◆ TASK STATEMENT ◆
Extract every line below that contains the string "target". Case counts, so only lines with a case-sensitive match qualify.

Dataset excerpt
===

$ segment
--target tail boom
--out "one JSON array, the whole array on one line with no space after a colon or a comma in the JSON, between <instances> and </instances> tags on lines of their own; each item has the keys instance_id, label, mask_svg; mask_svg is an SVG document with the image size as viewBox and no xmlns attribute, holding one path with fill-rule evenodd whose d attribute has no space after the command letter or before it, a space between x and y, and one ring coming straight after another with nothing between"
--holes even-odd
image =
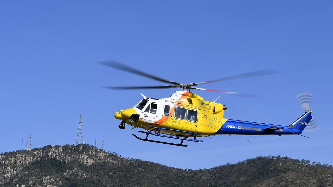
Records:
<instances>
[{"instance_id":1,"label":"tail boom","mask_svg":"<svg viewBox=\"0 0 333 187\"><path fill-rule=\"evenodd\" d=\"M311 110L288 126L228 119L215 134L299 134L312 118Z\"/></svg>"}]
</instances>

===

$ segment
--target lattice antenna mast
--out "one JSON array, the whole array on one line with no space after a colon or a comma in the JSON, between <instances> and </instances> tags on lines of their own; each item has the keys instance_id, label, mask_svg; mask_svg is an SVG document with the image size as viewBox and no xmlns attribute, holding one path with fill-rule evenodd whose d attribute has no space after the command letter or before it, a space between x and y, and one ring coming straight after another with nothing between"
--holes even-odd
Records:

===

◆ ANSWER TO THIS TASK ◆
--target tail boom
--target lattice antenna mast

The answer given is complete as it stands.